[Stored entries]
■ ■ ■

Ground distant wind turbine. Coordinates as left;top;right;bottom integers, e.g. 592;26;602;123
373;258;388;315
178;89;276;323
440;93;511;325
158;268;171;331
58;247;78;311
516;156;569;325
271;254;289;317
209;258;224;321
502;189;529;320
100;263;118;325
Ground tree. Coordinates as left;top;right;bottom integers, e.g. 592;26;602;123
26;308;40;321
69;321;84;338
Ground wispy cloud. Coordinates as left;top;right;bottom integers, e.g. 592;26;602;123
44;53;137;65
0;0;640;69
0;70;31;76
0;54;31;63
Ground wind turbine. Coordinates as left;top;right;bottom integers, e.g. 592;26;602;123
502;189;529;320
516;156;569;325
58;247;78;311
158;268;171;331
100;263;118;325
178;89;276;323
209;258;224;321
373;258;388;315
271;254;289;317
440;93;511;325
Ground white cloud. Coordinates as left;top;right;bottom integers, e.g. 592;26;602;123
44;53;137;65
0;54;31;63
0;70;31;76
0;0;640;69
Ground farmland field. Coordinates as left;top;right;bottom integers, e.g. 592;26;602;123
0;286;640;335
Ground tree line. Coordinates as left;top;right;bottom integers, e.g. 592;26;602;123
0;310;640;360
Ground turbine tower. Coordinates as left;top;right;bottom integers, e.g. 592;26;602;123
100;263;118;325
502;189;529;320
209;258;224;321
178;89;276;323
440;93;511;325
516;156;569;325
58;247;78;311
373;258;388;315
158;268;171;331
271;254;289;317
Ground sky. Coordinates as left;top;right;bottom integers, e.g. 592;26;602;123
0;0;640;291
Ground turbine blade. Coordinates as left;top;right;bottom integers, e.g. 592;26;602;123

■ ■ ■

Reproduce all of the data above, substituting "wind generator" for every occurrence of "wind turbine" and leaving everything else unchanged.

→ **SOLUTION FOR THIS TASK**
Ground distant wind generator. Coordinates as left;top;right;bottom integers, e.g. 592;26;602;123
373;258;388;315
178;89;276;323
440;93;511;325
158;268;171;331
58;247;78;311
516;156;569;325
271;254;289;317
209;258;224;321
502;189;529;320
100;263;118;325
Ground tree. Coordinates as left;top;right;bottom integers, e.g. 592;26;602;123
26;308;40;321
69;321;84;338
Ground wispy cloud. Coordinates as left;top;right;bottom integers, e.g. 592;26;602;123
44;53;137;65
0;0;640;69
0;70;31;76
0;54;31;63
Ground wind generator. Coordinates as left;top;right;bottom integers, e.g. 592;26;602;123
502;189;529;320
516;156;569;325
58;247;78;311
158;268;171;331
100;263;118;325
178;89;276;323
209;258;224;321
373;258;388;315
271;254;289;317
440;93;511;325
Ground white cloud. Coordinates as left;top;right;bottom integers, e.g. 592;26;602;123
44;53;137;65
0;54;31;63
0;70;31;76
0;0;640;69
Ground farmland field. Coordinates as left;top;right;bottom integers, e.g. 592;26;602;123
0;286;640;335
Ground tree line. Coordinates as left;top;right;bottom integers, e.g. 592;26;602;123
0;310;640;360
Ground turbine tower. Coordinates as left;top;right;bottom integers, e.g. 592;26;602;123
100;263;118;325
502;189;529;320
209;258;224;321
178;89;276;323
440;93;511;325
516;156;569;325
58;247;78;311
373;258;388;315
158;268;171;331
271;254;289;317
Ground sky. Coordinates as left;top;right;bottom integers, e.g. 592;26;602;123
0;0;640;291
Ground turbine blade. Coordinates as left;top;right;bottom integers, e.g. 592;26;602;123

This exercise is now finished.